**Sección del documento:**
= = =
7.1.24

La poesía de Irazoki: una casa definitiva

No es casualidad que se hayan publicado a la vez las poesías reunidas de Francisco Javier Irazoki y de Fernando Aramburu. Son amigos íntimos, residen desde hace décadas en el extranjero y ambos empezaron su andadura literaria en el grupo vanguardista CLOC. El primero ha editado los poemas del segundo, donde firma el epílogo, y este ha puesto un breve prólogo en los de aquel. Afirma que el libro “ha sido concebido por su autor como una casa definitiva” y que, con él, Irazoki “ha dado por concluida su labor creativa”.
Contiene la “obra poética completa” del de Lesaka (1954). En verso y prosa, si tal distingo resulta pertinente. Precisa Aramburu que la poesía sobrepasa con mucho el mero hecho de escribir poemas. Ese “concepto amplio de lo poético” afecta también a otras cosas: un guiso, una conversación, un paisaje. “La poesía –sostiene Irazoki– no se encuentra encerrada en los versos”. Define sus “piezas” como “una especie de soneto en prosa”.
Los descalzos recoge poemas (301 en total) de sus libros Árgoma, Desiertos para Hades, La miniatura infinita, Retrato de un hilo, Los hombre intermitentes, La nota rota, Orquesta de desaparecidos, Ciento noventa espejos y El contador de gotas. Incluye un espléndido inédito: Música incinerada, que en parte anticipó en la antología Palabra de árbol.
Está dedicado a su mujer, Barbara Loyer, y a sus hijos, un significativo gesto que corrobora su fervor familiar, extensible a sus padres o a su hermana Nica, muerta prematuramente, protagonista de “Habitación 306” y “Último verano”. La presencia de Barbara y su llegada a París en 1993 marcan un punto de inflexión en su poética. Los tres primeros libros, agrupados en Cielos segados, están impregnados de una rebeldía expresada a través de un surrealismo heterodoxo colmado de metáforas y exuberancia verbal donde se aprecia “esa especial destreza suya para la creación de imágenes y símbolos”, señalada por Aramburu; una impronta que no le ha abandonado por completo, asentada en el poder de la imaginación.
= = =
**Instrucciones de la tarea:**
Actualiza el texto sobre la poesía de Irazoki desde "Los descalzos recoge" hasta "antología Palabra de árbol.", ambos incluidos, y cambia "301" por "trescientos uno", por favor. Los ítems no hacen falta.
= = =
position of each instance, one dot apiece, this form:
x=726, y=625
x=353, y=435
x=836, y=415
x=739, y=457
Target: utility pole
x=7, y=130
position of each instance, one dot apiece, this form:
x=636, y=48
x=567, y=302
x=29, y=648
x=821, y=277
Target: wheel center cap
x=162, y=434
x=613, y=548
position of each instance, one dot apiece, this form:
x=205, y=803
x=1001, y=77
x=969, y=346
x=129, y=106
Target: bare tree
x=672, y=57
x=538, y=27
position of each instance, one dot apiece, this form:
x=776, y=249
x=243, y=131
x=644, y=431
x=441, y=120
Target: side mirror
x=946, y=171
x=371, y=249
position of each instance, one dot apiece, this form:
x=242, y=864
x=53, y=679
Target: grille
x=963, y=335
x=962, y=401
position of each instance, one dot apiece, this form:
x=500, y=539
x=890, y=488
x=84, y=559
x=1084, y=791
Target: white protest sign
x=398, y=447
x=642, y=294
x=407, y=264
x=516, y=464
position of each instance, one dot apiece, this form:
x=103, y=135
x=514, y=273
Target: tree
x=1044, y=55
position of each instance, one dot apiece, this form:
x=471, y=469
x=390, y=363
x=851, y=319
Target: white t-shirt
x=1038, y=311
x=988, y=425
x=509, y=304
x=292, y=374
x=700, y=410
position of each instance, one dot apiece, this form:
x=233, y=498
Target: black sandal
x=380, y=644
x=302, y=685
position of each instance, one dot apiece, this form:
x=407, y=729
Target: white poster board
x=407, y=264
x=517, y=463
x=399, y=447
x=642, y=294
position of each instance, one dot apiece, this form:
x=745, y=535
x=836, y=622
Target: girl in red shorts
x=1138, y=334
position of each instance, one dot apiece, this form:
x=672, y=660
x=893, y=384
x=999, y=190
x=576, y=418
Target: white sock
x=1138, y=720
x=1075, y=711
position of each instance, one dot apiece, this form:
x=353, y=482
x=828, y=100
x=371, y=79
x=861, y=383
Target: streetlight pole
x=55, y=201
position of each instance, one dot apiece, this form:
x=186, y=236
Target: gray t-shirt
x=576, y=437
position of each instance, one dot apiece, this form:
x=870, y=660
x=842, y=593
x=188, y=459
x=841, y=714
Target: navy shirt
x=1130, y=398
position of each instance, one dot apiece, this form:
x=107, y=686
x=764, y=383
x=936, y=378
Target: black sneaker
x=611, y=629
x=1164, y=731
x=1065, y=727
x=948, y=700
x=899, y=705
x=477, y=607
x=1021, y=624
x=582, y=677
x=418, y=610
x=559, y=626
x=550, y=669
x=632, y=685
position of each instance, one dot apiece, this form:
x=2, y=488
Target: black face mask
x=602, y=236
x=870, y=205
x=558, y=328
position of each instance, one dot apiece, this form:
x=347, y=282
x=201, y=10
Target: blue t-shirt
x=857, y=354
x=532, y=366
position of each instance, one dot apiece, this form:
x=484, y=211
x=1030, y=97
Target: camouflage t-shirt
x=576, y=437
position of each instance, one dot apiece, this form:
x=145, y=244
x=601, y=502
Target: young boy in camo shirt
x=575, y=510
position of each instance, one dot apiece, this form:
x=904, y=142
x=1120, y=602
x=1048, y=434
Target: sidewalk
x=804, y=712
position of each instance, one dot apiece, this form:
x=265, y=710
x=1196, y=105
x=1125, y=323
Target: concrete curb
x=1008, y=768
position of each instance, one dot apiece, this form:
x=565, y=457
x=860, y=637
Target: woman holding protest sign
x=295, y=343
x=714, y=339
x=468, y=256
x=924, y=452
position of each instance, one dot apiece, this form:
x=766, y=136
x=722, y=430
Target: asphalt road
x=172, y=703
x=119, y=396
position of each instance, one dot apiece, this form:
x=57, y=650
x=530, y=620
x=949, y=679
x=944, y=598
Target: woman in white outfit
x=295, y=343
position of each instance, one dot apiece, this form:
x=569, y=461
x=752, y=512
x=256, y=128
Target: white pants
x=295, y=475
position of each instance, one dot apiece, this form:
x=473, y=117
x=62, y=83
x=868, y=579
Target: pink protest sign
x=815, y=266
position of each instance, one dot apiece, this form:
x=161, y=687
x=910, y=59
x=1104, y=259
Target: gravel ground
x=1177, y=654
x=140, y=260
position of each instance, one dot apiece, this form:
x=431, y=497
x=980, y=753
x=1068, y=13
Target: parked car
= = =
**Resultado del ejercicio:**
Los descalzos recoge poemas (trescientos uno en total) de sus libros Árgoma, Desiertos para Hades, La miniatura infinita, Retrato de un hilo, Los hombre intermitentes, La nota rota, Orquesta de desaparecidos, Ciento noventa espejos y El contador de gotas. Incluye un espléndido inédito: Música incinerada, que en parte anticipó en la antología Palabra de árbol.